___ INFORMATION GIVEN
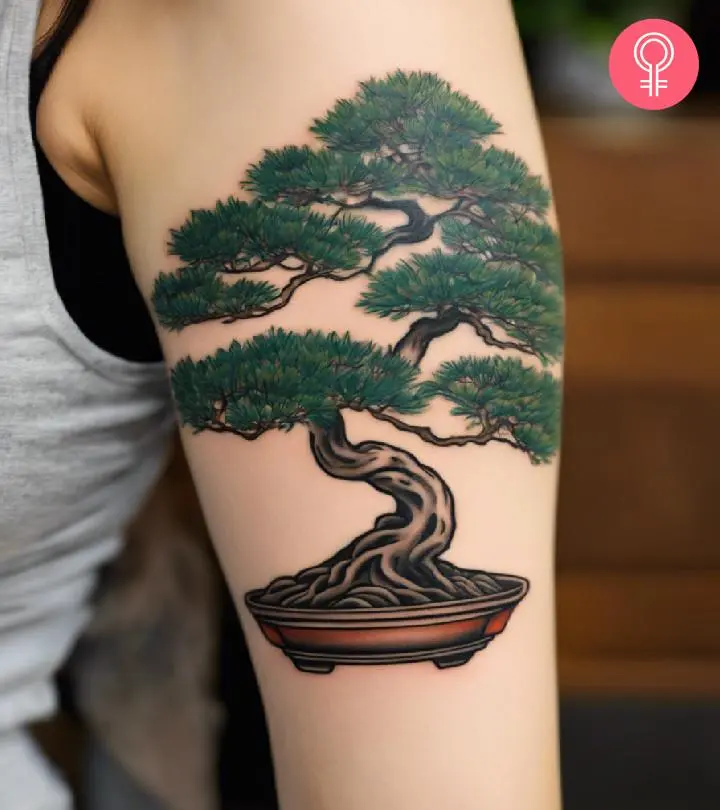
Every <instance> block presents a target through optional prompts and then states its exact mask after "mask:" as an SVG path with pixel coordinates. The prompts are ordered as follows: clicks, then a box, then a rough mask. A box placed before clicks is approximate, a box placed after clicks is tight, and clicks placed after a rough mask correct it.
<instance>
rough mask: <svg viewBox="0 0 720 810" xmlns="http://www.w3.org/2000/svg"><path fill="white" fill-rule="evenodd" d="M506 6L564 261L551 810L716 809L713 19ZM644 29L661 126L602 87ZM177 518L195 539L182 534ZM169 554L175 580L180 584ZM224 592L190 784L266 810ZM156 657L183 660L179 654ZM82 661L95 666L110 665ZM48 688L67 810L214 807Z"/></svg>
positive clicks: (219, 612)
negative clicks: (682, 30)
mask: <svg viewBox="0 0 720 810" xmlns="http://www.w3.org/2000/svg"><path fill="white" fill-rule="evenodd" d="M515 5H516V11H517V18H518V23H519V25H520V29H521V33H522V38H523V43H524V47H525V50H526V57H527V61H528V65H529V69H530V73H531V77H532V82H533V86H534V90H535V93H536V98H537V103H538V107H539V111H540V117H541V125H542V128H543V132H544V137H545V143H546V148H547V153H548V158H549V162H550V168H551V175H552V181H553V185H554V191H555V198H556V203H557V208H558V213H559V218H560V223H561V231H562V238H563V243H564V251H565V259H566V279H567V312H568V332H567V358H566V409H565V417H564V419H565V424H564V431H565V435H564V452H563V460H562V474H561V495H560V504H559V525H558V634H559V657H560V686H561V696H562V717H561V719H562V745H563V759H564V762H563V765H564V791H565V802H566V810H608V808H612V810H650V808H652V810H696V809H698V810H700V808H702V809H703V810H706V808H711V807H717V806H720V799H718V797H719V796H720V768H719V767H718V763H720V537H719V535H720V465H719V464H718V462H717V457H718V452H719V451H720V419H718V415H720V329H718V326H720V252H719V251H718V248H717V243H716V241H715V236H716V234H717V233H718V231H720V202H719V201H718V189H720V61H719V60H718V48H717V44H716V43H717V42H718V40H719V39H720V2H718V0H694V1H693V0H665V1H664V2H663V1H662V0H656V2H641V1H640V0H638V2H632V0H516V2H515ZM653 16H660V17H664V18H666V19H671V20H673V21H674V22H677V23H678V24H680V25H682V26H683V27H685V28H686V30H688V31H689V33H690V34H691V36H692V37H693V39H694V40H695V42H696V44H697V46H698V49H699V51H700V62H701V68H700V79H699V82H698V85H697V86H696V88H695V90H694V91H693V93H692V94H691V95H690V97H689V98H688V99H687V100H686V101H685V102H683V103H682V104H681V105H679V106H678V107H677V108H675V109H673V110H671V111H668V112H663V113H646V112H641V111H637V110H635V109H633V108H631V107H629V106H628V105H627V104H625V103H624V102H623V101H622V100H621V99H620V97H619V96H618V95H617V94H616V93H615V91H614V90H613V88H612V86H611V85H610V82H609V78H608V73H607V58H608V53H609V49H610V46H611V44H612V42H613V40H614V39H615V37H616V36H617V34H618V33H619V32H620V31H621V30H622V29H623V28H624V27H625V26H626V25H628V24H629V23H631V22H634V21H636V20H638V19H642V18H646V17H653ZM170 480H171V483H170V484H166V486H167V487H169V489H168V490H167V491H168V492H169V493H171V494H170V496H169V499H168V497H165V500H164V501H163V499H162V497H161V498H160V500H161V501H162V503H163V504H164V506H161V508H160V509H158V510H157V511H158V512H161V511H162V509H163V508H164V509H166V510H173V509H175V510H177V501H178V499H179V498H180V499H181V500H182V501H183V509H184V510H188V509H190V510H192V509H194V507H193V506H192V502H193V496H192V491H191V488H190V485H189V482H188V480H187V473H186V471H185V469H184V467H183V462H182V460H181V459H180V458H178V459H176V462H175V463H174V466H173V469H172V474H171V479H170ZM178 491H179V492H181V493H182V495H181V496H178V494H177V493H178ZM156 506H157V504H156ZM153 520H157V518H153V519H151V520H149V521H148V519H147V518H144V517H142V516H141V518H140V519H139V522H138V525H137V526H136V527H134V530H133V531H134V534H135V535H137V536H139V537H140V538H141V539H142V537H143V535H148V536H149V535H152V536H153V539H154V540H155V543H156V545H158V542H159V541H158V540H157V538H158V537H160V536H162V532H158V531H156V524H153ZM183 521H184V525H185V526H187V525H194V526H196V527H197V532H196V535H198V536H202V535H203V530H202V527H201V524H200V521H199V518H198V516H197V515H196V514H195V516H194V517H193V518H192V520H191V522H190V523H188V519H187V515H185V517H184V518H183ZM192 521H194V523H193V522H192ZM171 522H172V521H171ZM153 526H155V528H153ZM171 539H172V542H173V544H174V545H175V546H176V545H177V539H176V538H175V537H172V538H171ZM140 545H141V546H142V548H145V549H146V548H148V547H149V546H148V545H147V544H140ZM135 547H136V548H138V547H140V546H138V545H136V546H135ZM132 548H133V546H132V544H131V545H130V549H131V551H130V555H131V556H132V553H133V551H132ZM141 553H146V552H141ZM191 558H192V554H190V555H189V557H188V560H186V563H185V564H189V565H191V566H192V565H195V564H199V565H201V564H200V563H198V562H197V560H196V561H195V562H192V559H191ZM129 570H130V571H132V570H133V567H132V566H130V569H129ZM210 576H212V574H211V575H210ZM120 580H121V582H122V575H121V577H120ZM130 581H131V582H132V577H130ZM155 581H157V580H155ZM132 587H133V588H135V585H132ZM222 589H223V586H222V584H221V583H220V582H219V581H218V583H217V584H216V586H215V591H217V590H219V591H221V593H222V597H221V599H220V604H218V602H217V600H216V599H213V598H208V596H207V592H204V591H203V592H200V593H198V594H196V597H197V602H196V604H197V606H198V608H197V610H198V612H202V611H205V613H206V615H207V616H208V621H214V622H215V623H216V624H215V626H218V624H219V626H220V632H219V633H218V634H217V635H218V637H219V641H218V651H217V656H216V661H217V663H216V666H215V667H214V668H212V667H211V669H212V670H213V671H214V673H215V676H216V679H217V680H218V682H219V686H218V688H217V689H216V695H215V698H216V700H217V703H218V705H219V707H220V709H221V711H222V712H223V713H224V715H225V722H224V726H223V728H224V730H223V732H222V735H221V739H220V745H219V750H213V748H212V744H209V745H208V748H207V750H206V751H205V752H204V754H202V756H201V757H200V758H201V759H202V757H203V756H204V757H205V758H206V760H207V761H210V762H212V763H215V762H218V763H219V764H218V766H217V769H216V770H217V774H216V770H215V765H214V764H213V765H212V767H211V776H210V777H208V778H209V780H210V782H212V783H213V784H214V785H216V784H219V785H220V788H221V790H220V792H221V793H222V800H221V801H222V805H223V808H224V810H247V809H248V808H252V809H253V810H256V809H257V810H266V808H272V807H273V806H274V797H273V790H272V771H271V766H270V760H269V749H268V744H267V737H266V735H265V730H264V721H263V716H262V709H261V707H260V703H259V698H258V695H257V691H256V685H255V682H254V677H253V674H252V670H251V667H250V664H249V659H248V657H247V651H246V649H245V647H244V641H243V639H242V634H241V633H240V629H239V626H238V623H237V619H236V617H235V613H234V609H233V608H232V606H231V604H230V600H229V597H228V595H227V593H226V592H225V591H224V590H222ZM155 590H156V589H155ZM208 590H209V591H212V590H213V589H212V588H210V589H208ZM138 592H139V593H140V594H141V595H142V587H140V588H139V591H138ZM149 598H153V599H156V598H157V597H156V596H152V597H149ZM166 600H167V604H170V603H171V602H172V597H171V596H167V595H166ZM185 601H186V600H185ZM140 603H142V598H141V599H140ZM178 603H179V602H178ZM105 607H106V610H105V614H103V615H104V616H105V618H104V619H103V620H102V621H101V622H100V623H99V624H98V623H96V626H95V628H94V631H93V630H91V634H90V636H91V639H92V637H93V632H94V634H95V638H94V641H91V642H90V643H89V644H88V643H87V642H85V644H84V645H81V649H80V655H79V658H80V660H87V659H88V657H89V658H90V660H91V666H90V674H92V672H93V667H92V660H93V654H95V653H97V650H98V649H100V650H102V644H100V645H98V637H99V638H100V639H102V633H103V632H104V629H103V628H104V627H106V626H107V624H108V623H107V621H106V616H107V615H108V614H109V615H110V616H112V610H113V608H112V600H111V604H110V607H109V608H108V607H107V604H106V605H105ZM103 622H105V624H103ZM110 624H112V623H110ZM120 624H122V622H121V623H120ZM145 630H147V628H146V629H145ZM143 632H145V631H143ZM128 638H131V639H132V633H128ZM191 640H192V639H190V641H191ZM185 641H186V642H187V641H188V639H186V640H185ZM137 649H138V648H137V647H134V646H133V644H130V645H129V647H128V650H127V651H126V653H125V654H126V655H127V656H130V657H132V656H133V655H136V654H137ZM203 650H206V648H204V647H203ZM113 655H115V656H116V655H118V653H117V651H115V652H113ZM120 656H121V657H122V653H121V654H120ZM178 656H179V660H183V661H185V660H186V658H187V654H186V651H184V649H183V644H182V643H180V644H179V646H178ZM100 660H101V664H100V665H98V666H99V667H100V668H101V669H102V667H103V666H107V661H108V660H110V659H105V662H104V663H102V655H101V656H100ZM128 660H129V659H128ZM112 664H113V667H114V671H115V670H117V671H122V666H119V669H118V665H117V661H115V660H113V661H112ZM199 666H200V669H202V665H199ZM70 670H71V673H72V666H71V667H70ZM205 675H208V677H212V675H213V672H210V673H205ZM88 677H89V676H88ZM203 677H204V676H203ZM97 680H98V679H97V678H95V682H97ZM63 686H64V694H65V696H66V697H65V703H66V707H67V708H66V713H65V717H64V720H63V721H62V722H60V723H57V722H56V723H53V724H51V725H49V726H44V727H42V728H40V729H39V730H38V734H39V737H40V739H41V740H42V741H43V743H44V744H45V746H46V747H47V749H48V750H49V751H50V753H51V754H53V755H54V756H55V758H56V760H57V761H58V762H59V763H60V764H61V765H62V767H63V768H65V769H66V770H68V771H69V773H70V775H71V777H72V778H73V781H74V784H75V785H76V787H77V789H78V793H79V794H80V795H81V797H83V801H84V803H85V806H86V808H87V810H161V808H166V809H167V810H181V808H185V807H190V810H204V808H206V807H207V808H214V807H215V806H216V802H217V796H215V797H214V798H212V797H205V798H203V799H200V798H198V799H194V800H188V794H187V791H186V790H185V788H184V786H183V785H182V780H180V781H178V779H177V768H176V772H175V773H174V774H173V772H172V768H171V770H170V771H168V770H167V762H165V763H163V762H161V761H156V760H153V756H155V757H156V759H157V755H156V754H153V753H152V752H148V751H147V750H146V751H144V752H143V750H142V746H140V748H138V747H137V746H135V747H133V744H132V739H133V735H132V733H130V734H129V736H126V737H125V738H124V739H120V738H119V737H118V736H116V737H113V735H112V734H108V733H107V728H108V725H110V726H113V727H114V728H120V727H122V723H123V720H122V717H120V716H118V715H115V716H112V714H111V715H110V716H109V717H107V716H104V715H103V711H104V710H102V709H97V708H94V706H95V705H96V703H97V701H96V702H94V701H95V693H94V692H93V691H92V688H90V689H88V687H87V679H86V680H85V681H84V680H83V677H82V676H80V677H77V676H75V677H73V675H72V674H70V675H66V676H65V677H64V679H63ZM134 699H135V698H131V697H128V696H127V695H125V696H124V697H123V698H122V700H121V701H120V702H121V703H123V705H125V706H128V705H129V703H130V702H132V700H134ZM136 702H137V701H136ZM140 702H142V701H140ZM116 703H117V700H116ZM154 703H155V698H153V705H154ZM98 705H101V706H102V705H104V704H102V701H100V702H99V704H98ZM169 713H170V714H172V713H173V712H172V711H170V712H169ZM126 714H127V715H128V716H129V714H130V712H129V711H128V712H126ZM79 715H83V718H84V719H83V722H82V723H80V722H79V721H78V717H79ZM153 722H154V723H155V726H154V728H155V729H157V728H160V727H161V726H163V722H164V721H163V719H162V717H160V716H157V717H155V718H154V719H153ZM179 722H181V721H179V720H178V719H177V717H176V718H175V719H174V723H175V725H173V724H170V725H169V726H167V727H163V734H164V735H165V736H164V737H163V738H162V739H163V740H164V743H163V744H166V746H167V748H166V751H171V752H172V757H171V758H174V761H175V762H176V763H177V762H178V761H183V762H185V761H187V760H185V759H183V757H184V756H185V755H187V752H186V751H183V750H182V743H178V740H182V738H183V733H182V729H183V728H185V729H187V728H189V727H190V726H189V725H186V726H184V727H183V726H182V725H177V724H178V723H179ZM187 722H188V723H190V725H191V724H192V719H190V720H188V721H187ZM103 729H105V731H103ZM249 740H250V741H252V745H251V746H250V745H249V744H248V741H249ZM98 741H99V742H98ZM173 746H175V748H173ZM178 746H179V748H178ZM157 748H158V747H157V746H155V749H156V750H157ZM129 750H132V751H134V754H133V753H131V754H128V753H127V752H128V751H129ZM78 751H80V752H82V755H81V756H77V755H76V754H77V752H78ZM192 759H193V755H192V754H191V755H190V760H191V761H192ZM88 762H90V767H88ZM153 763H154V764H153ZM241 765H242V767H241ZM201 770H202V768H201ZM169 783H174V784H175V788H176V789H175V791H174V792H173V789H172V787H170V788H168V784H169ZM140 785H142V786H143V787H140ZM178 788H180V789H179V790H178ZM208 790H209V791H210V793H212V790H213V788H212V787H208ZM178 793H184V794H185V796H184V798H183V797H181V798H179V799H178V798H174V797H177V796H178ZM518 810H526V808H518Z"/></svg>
______
■ WORK TO COMPLETE:
Retype everything from the start of the records down to the line containing "negative clicks: (682, 30)", leaving out the pictures.

■ COMPLETED EXERCISE:
Every <instance> block presents a target through optional prompts and then states its exact mask after "mask:" as an SVG path with pixel coordinates. The prompts are ordered as follows: clicks, then a box, then a rough mask. A box placed before clicks is approximate, a box placed after clicks is tight, and clicks placed after a rough mask correct it.
<instance>
rough mask: <svg viewBox="0 0 720 810" xmlns="http://www.w3.org/2000/svg"><path fill="white" fill-rule="evenodd" d="M506 6L564 261L551 810L716 809L713 19ZM644 29L661 126L602 87ZM177 518L195 539L182 534ZM169 554L175 580L180 584ZM224 592L190 784L266 810ZM156 657L183 660L179 654ZM82 661L95 666L110 665ZM48 688L67 810L214 807Z"/></svg>
positive clicks: (219, 612)
negative clicks: (682, 30)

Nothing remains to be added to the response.